[MATERIALS PROVIDED Boundary: Start]

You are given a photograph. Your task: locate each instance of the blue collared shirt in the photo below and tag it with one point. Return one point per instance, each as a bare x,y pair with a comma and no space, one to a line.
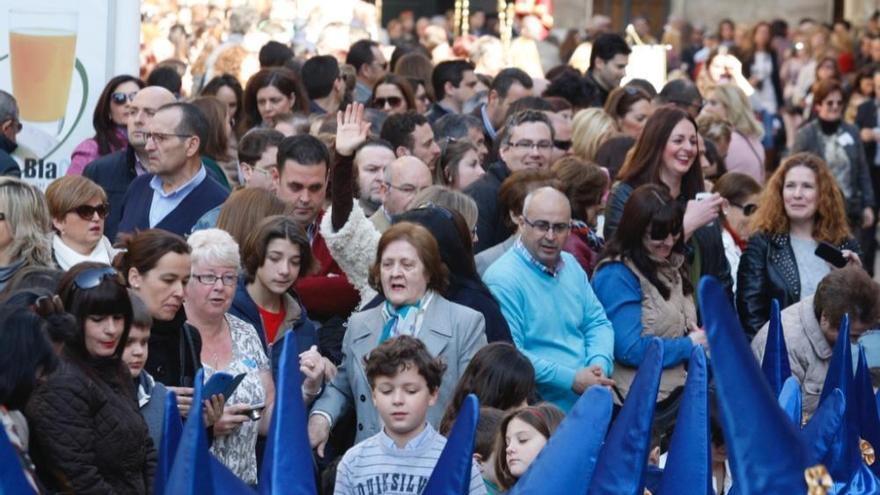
164,203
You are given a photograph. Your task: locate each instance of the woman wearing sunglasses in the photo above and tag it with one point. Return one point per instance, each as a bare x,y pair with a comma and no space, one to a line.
78,208
741,193
642,281
393,94
110,121
801,207
87,435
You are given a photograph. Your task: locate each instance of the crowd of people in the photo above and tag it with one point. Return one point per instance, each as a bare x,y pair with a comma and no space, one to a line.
430,222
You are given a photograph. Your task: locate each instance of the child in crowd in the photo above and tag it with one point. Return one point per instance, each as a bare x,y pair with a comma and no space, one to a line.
522,435
150,393
484,446
405,382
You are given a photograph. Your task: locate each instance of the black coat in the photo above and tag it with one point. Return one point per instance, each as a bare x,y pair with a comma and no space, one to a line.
767,271
87,434
114,173
491,228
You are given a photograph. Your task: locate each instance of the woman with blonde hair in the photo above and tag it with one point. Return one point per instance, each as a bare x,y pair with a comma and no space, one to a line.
801,206
24,228
78,208
589,129
745,153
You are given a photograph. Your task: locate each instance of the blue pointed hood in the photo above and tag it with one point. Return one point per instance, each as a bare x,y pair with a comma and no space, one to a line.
287,460
844,456
821,430
621,467
869,420
12,478
570,456
766,453
452,473
172,430
791,401
775,364
689,462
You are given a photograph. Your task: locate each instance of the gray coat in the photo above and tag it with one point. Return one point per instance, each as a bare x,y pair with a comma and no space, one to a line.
450,331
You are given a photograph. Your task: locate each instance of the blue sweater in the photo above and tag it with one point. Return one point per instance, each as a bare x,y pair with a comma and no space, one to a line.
139,198
620,293
557,322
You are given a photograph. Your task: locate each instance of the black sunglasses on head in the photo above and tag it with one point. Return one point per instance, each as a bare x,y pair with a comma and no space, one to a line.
91,278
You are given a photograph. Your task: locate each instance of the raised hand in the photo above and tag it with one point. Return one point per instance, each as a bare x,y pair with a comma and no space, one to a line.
351,129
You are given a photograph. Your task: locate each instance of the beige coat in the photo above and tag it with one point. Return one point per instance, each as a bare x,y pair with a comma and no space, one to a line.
809,352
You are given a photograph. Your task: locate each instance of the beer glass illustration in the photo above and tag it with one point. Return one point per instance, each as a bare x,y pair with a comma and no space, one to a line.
42,47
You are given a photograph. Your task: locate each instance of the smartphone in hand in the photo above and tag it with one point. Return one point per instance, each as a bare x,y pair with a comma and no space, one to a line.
831,254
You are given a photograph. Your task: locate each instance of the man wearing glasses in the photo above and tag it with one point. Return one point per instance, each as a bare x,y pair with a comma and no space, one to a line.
405,177
526,142
555,318
178,191
9,128
116,171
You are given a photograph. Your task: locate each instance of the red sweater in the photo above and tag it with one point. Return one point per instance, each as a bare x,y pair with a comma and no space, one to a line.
327,293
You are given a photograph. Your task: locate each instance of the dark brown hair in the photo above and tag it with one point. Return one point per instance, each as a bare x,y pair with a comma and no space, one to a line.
216,145
583,182
645,161
143,250
398,354
849,290
253,252
649,207
426,247
287,82
544,417
244,208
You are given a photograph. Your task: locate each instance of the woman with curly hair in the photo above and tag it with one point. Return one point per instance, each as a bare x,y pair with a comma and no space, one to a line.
801,206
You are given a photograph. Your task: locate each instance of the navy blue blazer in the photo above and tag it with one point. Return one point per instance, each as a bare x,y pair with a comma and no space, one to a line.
139,199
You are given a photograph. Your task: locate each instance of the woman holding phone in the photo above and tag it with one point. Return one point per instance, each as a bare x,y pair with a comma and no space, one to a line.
801,208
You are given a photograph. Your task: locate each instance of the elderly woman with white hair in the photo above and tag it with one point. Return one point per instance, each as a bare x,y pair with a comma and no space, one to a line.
232,346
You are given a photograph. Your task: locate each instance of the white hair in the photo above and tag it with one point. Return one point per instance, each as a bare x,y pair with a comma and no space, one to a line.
214,247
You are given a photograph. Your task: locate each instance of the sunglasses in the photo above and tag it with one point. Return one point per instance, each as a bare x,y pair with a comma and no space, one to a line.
122,98
87,212
93,277
748,209
393,101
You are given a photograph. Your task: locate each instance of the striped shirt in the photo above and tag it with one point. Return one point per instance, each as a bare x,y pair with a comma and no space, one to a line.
377,466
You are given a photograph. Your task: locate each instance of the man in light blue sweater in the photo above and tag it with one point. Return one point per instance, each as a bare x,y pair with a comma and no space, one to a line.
555,318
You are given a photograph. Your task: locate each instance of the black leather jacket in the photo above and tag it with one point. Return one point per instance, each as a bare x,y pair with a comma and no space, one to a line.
767,271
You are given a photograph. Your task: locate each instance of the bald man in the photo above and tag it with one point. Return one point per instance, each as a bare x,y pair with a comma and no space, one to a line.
405,177
555,318
114,172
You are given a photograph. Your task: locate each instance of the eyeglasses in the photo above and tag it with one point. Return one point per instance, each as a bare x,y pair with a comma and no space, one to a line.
392,101
747,209
544,226
161,137
122,98
528,145
405,188
87,212
211,279
562,145
91,278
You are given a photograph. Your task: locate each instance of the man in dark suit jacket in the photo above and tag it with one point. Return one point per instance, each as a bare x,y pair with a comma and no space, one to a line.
116,171
179,191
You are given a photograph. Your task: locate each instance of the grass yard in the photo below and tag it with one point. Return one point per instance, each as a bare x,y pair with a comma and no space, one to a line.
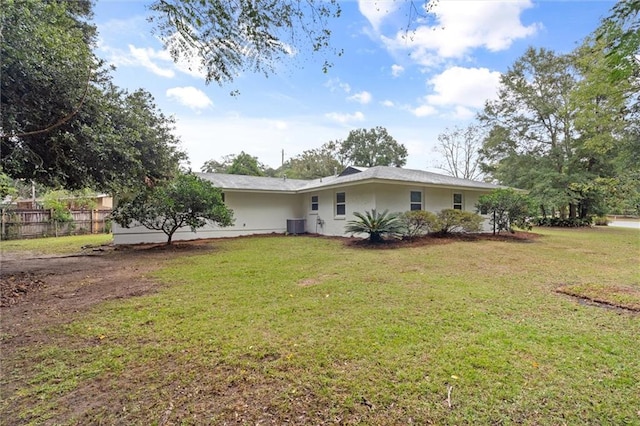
305,330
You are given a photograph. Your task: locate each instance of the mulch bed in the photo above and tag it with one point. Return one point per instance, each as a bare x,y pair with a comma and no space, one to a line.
434,239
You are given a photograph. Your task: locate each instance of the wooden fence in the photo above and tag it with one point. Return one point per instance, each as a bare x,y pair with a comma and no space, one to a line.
21,224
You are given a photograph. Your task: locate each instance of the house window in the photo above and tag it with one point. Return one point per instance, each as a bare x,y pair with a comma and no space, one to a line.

[MATERIALS PROVIDED Boundary: End]

> [WORK REQUEST]: Set down the entries above again exactly, minus any image.

> [ANSWER AREA]:
You are given a photograph. Your task: locate each instance of the blue collared shirt in the photo below and tag it with one point. Return one point per instance, each as a bare x,y pair with a comma and no space, one to a line.
164,203
You are given a photograph. Your task: locate each instance of the woman wearing sunglasses in the photo above and tag it with one point. Return one point per instance, each as a bare x,y pair with a comma and no space, one to a line.
78,208
741,193
642,281
393,94
110,121
801,207
87,435
You are given a photograph. Your task: locate each instance of the crowd of people in the photo above and tag it with one point. Return one point per instance, each as a bare x,y pair with a comma and no space, one to a line.
430,222
You are given a photograph. Your task: locate each instance of the child in crowd in the photo above and tag it with one point. Return one point per instance, each as a bare x,y pair with a comma and no space, one to a line.
522,435
150,393
484,446
405,382
You are given a photograph. Your task: locate each instance of the black coat in the photo above and tag it with one point. Return one point per instance, each as a bare x,y pair with a comma and no space, one to a line.
767,271
87,434
114,173
491,228
You are given a photograph. Your task: locate each instance of the woman with blonde hair in the photo above and tag it with one point. Return one point per instance, each as a bare x,y pair with a comma and no space, one to a line.
801,206
24,228
78,208
589,129
745,153
You are given a photograph. Your task: locate each instance of the blue pointed hood in the photo above and tag it with one point. Return one point per instance, each as a bare x,y pair with a comma and no space, one to a line.
287,460
844,456
821,430
621,467
869,420
12,478
570,456
766,453
452,473
172,430
791,401
775,364
689,462
You are given a photograph. Your task: locate each instance of the gray coat in the photo above and tag it with one point. Return one point per instance, each as a bare x,y pair with a comma and no space, one to a line.
450,331
You are given a photograph. Your task: locate each instance of the blue sweater in the photo above and tag it with one point. Return one point per instance, each as a bare x,y pair with a comma and no space, one to a line.
139,198
620,293
557,322
You are given a photograph. Your task: locate each instance of the black sunglasses on head in the photo above and tag it with one point. Return one point per instance, each as a bare x,y pair with a comma and no space, one to a line.
91,278
You are given a photograph. Your task: locate each instance of the raised hand in the photo above and tag it with one point. Return one point per instance, each as a bare x,y pair with a comma and no space, one to a line.
351,129
You are given a photograph. Your task: locate each instance of the beige coat in the photo above and tag it with one point. Return one point per instance, each as a bare x,y pair with a comma and no space, one to a line.
809,352
You are given a photograph. Your task: locate each instance of the beer glass illustration in the photo above and tag it with one point. Return one point per instance, each as a bare x,y pair with a comma and no space, one to a line.
42,47
You are given a photograph. Your task: locate each instance of the smartphone in hand in the photo above and tag it with one point. Return one point per instance, each as a bare x,y pair with a comma and no space, one to a line.
831,254
You are given a photograph. Your task: locate each instance of the man wearing glasses in the photo above and tag it with one point. Return one point per instance, each as a bare x,y pair with a comma and no space, one to a line.
405,177
526,142
555,318
178,191
9,128
116,171
You are given a photograph. Your task: locate each instance of the red sweater in the photo above and tag it with one point. Return one point per instance, each as a bare x,y pair with a comma and no space, one to a line.
327,293
You are given a photograph. Your task: locate each instance of the dark brown hair in the photo above and tag it with one point. Return one point per instance, each as a bare x,y pair with a comma and no space, one to a line.
216,145
583,182
645,161
143,250
398,354
849,290
253,252
649,207
426,247
287,82
544,417
244,208
You are given a photograph. Your task: locate each instance of the woman with curly hair in the photo above and tag it with one point. Return one point per instance, each as a bare x,y pair with a comma and no space, one to a line.
801,206
You are given a photograph. Your task: locate each instance of the navy blue blazer in the photo above and tag it with one point. Return one point per instance, each as a bare x,y pair with a comma and no space, one to a line.
139,199
You are given a photograph. Your task: locate each instance of the woman holding phone in the photo above and tag it with one point. Return one point per instance, each as a bare x,y pair with a comma and no space, one to a line.
801,208
You are given a photograph. Your task: locate each instance of the elderly woman with white hair in the photo above and tag it with one point. Return one point per instance, each as a bare x,y pair with a comma and no space, one to a line.
232,346
You are given a photograph. Your task: locate each instance of the white hair in the photo above and tag it with one point. Return one point per instance, each as a bare x,y pair with a comma and no space, one to a line.
214,247
You are given a photograph. Your task: locate each instance of the sunglasses in the photo above and tag it with one point. Return one point per instance, each as a bare x,y pair with a comma and no space, one to a line.
122,98
87,212
93,277
748,209
393,101
You are given a photograph. Your task: locate each instance of the striped shirt in the photo above and tag it with one point. Return one point per instance, each as a bare x,y pair with a comma and no space, one to a line.
377,466
You are given a photograph. Your task: locate each instance of the man in light blue sweater in the photo above and tag it with one point. Return one point per instance, each as a bare x,y pair with a comma and no space, one to a line.
555,318
You are given a photograph. Your task: locate each instance of the black leather jacket in the photo above and tag it with one point. Return one point per instance, each as a bare x,y pair with a comma and no space, one to a line.
767,271
You are given a photograph. Your task: locate each instance of the bald man in the photo above and tag it with one point. Return one point per instance, each as a bare x,y pair with a comma and no space, one to a line.
405,177
555,318
114,172
You are given a photograph. Your task: locate each instance of the eyeglasses in the photo above and tag it with one point. Return one point per instance, each as a bare x,y pair with a comma and no space, one to a line.
392,101
747,209
544,226
161,137
122,98
528,145
405,188
87,212
211,279
562,145
91,278
You are given a photograph. Your task: locate each instance of the man in dark suit jacket in the photo above and tag it with one point. Return one point per instance, each as a bare x,y pair with a comma and no space, one to a line.
116,171
179,191
You are given a photograph. Your task: locate each instance of the grass yard in the photo below and tag it with one point. Return one point per instance, each as a bare x,y pair with a comma and no space, one to a line.
305,330
You are given a photograph. Your task: locate each instance of the mulch bed in the photo above and tag it with one point. Return one point per instance, each as a bare x,y pair with a comma and no space, one to a line.
434,239
You are given a photograph. Your task: locate each instance of the wooden fence in the photo above and tag it with one point. Return one point per instance, each as a bare x,y pair with a comma and no space, one to a line.
21,224
You are given a photograph. Your task: locate each instance of the house window in the photo above and tag it with one point. Return one point per instance, each as a bare x,y pair with a comma and no space, one to a line.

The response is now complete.